*** Opening SELECTED TEXT ***

By Kampala Post Reporter
KAMPALA. Government through the Ministry of Health on Friday inaugurated the first Uganda National Immunization Coordination Committee/ Immunization Fund Board.
The 10-member board chaired by Dr. Diana Atwine, the Permanent Secretary of the Ministry of Health, was appointed by Hon. Dr. Jane Ruth Aceng, the Minister of Health.
The members took oath at a ceremony presided over by a registrar of the High Court of Uganda.
The board members to the Immunization Coordination Committee/ Immunization Fund Board include; Dr. Diana Atwine (Chairperson) from Ministry of Health, Mr. Paul Okware (Member) from National Medical Stores, Mr. Aggrey David Kibenge (Member) from Ministry of Education and Dr. Viorica Berdaga (Member) from UNICEF.

*** Closing SELECTED TEXT ***

■ **WORK ORDER 1**: In the immunization board report, who appointed the board?
■ **WORK ORDER 2**: Name every board member that the immunization board report identifies by name.
■ **WORK ORDER 3**: Extract the passage of the immunization board report starting with "By Kampala Post" and going on through "Minister of Health.".
The listing that follows comes from a separate source.

*** Opening SUPPLIED DATA ***

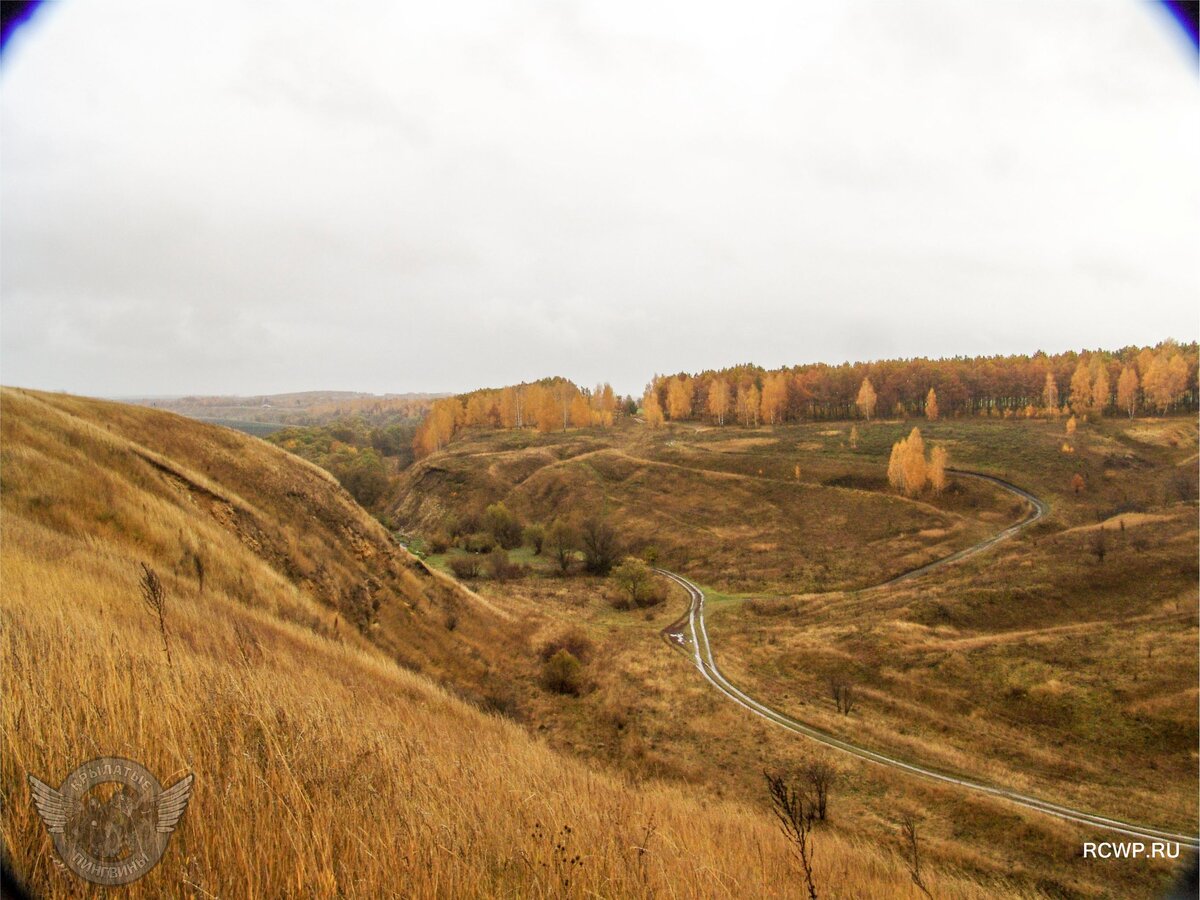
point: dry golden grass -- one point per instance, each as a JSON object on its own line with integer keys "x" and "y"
{"x": 701, "y": 505}
{"x": 1032, "y": 665}
{"x": 323, "y": 768}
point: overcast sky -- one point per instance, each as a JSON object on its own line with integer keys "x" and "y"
{"x": 389, "y": 197}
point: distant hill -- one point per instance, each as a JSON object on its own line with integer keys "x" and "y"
{"x": 324, "y": 765}
{"x": 297, "y": 408}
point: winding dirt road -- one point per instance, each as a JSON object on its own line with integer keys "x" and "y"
{"x": 690, "y": 635}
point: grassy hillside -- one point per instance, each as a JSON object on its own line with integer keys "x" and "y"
{"x": 1033, "y": 665}
{"x": 324, "y": 768}
{"x": 741, "y": 513}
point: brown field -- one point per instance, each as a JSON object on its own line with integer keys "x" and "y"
{"x": 1026, "y": 665}
{"x": 323, "y": 767}
{"x": 346, "y": 750}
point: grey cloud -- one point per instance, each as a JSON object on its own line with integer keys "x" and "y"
{"x": 244, "y": 198}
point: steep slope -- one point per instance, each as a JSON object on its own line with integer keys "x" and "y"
{"x": 323, "y": 768}
{"x": 217, "y": 513}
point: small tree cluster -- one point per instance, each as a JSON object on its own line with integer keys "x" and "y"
{"x": 637, "y": 585}
{"x": 909, "y": 472}
{"x": 843, "y": 694}
{"x": 795, "y": 816}
{"x": 563, "y": 673}
{"x": 601, "y": 550}
{"x": 503, "y": 526}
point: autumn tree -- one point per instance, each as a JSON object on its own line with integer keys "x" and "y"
{"x": 1165, "y": 379}
{"x": 581, "y": 412}
{"x": 931, "y": 406}
{"x": 562, "y": 540}
{"x": 438, "y": 426}
{"x": 774, "y": 397}
{"x": 907, "y": 469}
{"x": 598, "y": 540}
{"x": 1102, "y": 391}
{"x": 503, "y": 526}
{"x": 748, "y": 405}
{"x": 867, "y": 399}
{"x": 1080, "y": 389}
{"x": 719, "y": 400}
{"x": 651, "y": 409}
{"x": 1050, "y": 395}
{"x": 679, "y": 397}
{"x": 1127, "y": 390}
{"x": 937, "y": 468}
{"x": 604, "y": 406}
{"x": 915, "y": 467}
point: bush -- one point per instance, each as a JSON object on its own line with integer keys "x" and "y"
{"x": 478, "y": 543}
{"x": 562, "y": 673}
{"x": 574, "y": 641}
{"x": 535, "y": 537}
{"x": 598, "y": 540}
{"x": 637, "y": 583}
{"x": 562, "y": 540}
{"x": 503, "y": 526}
{"x": 498, "y": 565}
{"x": 465, "y": 565}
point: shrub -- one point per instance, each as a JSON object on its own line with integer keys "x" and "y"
{"x": 598, "y": 540}
{"x": 562, "y": 673}
{"x": 498, "y": 565}
{"x": 465, "y": 565}
{"x": 562, "y": 540}
{"x": 535, "y": 537}
{"x": 478, "y": 543}
{"x": 503, "y": 526}
{"x": 637, "y": 583}
{"x": 574, "y": 641}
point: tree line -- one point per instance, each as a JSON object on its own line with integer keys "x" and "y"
{"x": 549, "y": 405}
{"x": 1135, "y": 379}
{"x": 1132, "y": 381}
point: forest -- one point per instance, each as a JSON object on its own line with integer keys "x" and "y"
{"x": 1147, "y": 381}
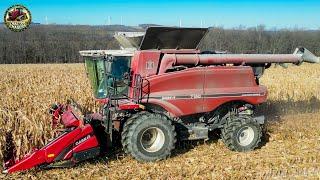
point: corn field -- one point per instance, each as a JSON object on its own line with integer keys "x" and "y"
{"x": 27, "y": 91}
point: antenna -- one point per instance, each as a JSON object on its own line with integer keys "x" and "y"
{"x": 109, "y": 20}
{"x": 46, "y": 19}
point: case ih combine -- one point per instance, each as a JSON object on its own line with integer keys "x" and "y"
{"x": 159, "y": 89}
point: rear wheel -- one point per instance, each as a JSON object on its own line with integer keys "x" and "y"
{"x": 241, "y": 133}
{"x": 148, "y": 137}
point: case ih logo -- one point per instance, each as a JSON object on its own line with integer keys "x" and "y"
{"x": 149, "y": 64}
{"x": 17, "y": 18}
{"x": 82, "y": 140}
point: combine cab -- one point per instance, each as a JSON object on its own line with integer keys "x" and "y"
{"x": 162, "y": 91}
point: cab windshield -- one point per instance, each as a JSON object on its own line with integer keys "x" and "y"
{"x": 108, "y": 77}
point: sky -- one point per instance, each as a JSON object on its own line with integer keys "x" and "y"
{"x": 304, "y": 14}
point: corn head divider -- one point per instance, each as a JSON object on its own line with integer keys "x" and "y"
{"x": 159, "y": 88}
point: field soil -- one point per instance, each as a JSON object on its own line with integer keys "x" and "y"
{"x": 291, "y": 148}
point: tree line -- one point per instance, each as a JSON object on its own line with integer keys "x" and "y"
{"x": 61, "y": 43}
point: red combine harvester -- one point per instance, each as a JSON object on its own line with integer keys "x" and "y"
{"x": 165, "y": 89}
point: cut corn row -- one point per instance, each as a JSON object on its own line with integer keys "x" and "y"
{"x": 26, "y": 92}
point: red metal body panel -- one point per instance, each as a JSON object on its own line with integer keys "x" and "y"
{"x": 198, "y": 89}
{"x": 49, "y": 153}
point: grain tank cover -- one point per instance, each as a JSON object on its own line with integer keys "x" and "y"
{"x": 172, "y": 38}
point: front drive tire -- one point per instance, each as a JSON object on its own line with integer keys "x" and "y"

*** Closing SUPPLIED DATA ***

■ **EXERCISE OUTPUT 1**: Hon. Dr. Jane Ruth Aceng, the Minister of Health, appointed the board.

■ **EXERCISE OUTPUT 2**: Dr. Diana Atwine, Mr. Paul Okware, Mr. Aggrey David Kibenge, Dr. Viorica Berdaga

■ **EXERCISE OUTPUT 3**:
By Kampala Post Reporter
KAMPALA. Government through the Ministry of Health on Friday inaugurated the first Uganda National Immunization Coordination Committee/ Immunization Fund Board.
The 10-member board chaired by Dr. Diana Atwine, the Permanent Secretary of the Ministry of Health, was appointed by Hon. Dr. Jane Ruth Aceng, the Minister of Health.